Tugas yang Dikerjakan.
Tuliskan kembali seluruh penggalan dokumen di bawah ini tanpa mengubah satu kata atau tanda baca pun.

Penggalan Dokumen.

NEWS

Thursday, September 22, 2016

HARAM MEMILIH AHOK

Hal yang penting untuk kita ketahui, bahwa pemerintahan yang ideal untuk negara yang mayoritas penduduknya Muslim adalah pemimpinnya dari orang Islam; mulai dari presiden, wakilnya, mentri-mentri, anggota dewan, gubernur, wali kota, bupati, sampai kades. Kendati, undang-undang negara tersebut tidak sepenuhnya menerapkan syariat.

Kenyataannya, di negara kita yang notabene penduduknya muslim, tidak semuanya aparat pemerintah diangkat dari orang Islam, padahal sudah jelas, di beberapa surah dalam al-Quran Allah I telah melarang kita menguasakan segala urusan termasuk politik pada orang non Muslim. Gampangnya, ada larangan tegas bagi orang Islam mengangkat pemimpin dari kalangan non Islam.

Daftar Data.
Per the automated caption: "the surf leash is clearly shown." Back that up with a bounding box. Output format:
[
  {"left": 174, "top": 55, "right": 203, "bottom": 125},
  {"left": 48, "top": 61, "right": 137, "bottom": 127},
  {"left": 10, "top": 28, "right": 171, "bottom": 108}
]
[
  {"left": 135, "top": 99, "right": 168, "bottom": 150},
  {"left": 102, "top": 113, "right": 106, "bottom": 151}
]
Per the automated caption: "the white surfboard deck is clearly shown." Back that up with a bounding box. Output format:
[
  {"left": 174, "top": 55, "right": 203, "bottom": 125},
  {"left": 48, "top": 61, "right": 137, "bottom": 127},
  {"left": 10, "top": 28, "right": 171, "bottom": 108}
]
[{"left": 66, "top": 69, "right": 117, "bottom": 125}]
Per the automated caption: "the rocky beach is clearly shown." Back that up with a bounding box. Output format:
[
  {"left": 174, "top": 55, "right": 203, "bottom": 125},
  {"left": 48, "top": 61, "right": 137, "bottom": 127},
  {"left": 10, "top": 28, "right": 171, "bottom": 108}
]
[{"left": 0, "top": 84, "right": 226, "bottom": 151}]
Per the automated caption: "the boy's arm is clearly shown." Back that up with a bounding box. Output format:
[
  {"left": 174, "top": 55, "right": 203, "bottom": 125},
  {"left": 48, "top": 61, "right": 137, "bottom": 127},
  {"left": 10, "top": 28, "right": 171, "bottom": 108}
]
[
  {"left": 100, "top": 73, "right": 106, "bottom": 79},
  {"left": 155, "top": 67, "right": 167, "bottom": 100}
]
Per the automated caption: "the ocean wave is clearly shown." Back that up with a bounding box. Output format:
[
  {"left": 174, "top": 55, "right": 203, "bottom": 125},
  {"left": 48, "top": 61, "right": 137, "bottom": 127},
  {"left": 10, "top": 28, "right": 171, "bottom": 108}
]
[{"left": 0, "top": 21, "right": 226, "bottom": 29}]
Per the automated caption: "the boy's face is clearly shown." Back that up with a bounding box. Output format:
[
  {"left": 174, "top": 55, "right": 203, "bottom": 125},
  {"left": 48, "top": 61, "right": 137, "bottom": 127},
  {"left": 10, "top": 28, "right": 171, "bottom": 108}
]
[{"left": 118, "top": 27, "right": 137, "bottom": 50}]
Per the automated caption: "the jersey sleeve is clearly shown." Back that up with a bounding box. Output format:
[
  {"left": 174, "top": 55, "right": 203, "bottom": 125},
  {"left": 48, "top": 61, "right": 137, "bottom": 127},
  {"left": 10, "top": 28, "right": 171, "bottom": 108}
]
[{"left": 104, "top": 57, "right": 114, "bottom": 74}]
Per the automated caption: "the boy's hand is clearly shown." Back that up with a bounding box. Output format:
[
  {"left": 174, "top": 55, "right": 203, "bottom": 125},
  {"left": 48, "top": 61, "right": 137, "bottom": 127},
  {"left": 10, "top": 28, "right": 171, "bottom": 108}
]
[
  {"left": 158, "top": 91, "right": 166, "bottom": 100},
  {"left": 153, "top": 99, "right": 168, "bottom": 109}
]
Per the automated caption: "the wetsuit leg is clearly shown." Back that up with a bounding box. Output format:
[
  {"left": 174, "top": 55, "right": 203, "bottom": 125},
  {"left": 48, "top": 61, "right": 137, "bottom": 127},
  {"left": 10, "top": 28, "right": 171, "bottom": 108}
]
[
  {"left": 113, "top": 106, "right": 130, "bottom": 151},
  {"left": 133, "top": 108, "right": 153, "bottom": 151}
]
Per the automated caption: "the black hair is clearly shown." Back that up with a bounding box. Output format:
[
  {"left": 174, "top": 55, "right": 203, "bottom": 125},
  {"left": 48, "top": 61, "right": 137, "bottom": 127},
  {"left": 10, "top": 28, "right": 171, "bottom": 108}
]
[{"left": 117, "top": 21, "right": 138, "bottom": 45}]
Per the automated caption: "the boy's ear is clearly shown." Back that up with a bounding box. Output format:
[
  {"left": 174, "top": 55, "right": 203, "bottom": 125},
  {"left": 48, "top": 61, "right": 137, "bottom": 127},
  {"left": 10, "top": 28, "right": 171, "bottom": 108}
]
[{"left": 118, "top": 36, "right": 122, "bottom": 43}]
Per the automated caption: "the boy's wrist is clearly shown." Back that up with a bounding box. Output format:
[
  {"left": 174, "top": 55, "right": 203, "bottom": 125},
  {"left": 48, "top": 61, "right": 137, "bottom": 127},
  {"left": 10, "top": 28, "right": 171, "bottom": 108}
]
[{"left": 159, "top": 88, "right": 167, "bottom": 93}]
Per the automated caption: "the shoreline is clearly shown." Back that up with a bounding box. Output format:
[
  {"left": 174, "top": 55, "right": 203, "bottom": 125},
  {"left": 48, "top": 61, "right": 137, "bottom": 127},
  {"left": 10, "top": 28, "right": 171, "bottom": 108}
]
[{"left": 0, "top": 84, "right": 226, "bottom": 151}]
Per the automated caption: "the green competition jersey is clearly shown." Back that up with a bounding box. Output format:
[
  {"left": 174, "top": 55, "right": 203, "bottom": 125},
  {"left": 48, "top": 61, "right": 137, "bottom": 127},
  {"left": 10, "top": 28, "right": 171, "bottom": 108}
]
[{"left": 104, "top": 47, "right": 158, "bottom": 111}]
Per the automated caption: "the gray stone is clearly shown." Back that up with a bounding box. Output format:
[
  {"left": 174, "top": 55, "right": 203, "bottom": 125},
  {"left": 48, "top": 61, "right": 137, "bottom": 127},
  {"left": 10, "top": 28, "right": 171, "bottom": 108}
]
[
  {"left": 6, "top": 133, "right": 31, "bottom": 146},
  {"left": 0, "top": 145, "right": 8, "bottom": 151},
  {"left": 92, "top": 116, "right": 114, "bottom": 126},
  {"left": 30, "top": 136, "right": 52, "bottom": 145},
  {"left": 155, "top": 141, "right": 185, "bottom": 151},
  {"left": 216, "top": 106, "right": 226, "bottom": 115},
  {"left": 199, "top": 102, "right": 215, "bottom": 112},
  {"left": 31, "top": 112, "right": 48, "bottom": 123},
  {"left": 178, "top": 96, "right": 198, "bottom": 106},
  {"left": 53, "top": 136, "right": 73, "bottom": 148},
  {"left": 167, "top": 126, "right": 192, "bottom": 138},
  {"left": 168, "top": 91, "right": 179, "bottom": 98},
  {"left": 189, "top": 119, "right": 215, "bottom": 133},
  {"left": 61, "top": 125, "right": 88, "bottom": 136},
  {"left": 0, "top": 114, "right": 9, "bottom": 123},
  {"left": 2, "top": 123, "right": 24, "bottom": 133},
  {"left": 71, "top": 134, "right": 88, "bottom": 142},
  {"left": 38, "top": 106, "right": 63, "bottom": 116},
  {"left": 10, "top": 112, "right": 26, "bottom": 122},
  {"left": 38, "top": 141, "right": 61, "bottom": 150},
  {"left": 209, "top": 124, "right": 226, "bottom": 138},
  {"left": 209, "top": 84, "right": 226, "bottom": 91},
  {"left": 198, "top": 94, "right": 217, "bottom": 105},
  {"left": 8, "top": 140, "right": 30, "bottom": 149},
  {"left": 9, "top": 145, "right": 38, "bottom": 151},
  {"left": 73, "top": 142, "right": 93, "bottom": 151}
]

Keluaran yang Diharapkan.
NEWS

Thursday, September 22, 2016

HARAM MEMILIH AHOK

Hal yang penting untuk kita ketahui, bahwa pemerintahan yang ideal untuk negara yang mayoritas penduduknya Muslim adalah pemimpinnya dari orang Islam; mulai dari presiden, wakilnya, mentri-mentri, anggota dewan, gubernur, wali kota, bupati, sampai kades. Kendati, undang-undang negara tersebut tidak sepenuhnya menerapkan syariat.

Kenyataannya, di negara kita yang notabene penduduknya muslim, tidak semuanya aparat pemerintah diangkat dari orang Islam, padahal sudah jelas, di beberapa surah dalam al-Quran Allah I telah melarang kita menguasakan segala urusan termasuk politik pada orang non Muslim. Gampangnya, ada larangan tegas bagi orang Islam mengangkat pemimpin dari kalangan non Islam.